[Start of Excerpted text]

Andrew Doyle, the creator of McGrath, revealed to The Daily Telegraph that she is named after Titania, the queen of the fairies from Shakespeare's A Midsummer Night's Dream, as he believes that "all of this 'woke culture' is an utter fantasy world". He added: "The people who promote this hyper inclusive culture are fantasists [...] so I think it's quite appropriate that she is named after the queen of the fairies."

Commentators at The Conversation and the Irish Independent have compared Doyle's work to the work of several satirists from the 18th century, such as Jonathan Swift's Isaac Bickerstaff, suggesting that McGrath, much like Bickerstaff, was created to criticise those with views the creator disagrees with in a manner which they feel he would be reluctant to state without anonymity.

== History ==
The account's creator, Andrew Doyle, is a comedian, and a columnist for British internet magazine Spiked. He is also the former co-writer of fictitious news reporter Jonathan Pie. Doyle has stated that he wished to mock contemporary "woke culture", as "the majority of people are desperate for this culture to be mocked"; he subsequently created an anonymous Twitter account for his fictional character, Titania McGrath, in April 2018.

McGrath's Twitter account has been suspended for alleged hate speech four times, notably on 9 December 2018, only for it to gain 20,000 followers after it was reinstated a day later. As of December 2024, the spoof account had more than 740,000 followers.

[End of Excerpted text]

## Your tasks
[1] Translate this sentence from the text about Titania McGrath into Spanish: "He is also the former co-writer of fictitious news reporter Jonathan Pie."
[2] Answer these questions using the text about Titania McGrath:
(a) Which Shakespeare character is McGrath named after?
(b) In what month and year was the Twitter account for McGrath created?
(c) How many followers did the account have as of December 2024?
The records that come next were taken from a different source.

[Start of Supplied entries]

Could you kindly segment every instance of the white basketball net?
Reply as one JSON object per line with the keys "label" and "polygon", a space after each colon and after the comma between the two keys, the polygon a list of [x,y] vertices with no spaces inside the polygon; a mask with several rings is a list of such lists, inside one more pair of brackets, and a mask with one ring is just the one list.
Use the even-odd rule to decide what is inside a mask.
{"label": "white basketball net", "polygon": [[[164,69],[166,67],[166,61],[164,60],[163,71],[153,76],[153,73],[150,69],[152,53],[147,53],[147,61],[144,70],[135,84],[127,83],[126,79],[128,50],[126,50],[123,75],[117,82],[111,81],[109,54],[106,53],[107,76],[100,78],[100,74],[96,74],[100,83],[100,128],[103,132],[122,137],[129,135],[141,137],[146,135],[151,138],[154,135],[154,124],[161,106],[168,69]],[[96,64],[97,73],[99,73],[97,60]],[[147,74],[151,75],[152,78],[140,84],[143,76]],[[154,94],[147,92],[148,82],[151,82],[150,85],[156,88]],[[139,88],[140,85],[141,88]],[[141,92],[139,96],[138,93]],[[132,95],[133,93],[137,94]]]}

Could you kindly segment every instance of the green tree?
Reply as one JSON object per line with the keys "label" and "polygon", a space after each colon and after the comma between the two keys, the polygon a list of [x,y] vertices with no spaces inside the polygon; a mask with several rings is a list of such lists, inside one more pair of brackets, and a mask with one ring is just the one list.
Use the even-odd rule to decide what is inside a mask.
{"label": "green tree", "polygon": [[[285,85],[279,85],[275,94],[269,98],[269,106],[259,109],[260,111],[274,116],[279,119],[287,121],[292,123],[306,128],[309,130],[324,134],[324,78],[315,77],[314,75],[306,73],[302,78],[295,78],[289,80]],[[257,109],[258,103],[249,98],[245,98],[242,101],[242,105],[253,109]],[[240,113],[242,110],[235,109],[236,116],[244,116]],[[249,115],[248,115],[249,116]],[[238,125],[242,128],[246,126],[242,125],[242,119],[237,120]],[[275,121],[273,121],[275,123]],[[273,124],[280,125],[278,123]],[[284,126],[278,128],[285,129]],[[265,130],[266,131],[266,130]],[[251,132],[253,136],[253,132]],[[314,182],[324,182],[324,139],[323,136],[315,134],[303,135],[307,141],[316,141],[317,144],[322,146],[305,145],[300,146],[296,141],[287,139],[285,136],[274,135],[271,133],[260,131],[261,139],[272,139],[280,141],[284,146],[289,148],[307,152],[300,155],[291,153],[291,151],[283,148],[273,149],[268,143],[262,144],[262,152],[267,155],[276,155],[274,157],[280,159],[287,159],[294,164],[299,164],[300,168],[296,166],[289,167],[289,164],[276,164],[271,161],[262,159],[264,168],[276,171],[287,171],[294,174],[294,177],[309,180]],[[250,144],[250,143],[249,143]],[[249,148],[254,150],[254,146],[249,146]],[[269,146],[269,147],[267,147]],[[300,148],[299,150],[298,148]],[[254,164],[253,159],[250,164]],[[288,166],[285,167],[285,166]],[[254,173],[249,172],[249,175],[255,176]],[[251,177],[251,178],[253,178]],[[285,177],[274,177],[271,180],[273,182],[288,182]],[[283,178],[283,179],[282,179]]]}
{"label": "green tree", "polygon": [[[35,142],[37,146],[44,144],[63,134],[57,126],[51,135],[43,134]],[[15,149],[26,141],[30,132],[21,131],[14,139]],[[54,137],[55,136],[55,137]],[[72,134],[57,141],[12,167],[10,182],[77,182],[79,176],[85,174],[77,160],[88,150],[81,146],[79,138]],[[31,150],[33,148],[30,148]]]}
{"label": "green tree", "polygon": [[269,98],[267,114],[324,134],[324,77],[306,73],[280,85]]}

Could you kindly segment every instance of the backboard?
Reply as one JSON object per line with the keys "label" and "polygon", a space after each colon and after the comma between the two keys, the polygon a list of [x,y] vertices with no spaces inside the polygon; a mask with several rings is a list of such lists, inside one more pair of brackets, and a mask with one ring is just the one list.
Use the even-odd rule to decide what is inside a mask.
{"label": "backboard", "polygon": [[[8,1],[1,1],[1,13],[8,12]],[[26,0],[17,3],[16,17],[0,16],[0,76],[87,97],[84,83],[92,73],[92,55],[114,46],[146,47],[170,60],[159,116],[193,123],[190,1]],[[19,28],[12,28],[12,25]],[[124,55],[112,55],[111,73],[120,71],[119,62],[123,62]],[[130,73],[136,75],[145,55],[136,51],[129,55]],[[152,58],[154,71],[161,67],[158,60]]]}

[End of Supplied entries]

## Answers provided
[1] También es el antiguo coguionista del reportero de noticias ficticio Jonathan Pie.

[2]
(a) Titania, the queen of the fairies from A Midsummer Night's Dream
(b) April 2018
(c) More than 740,000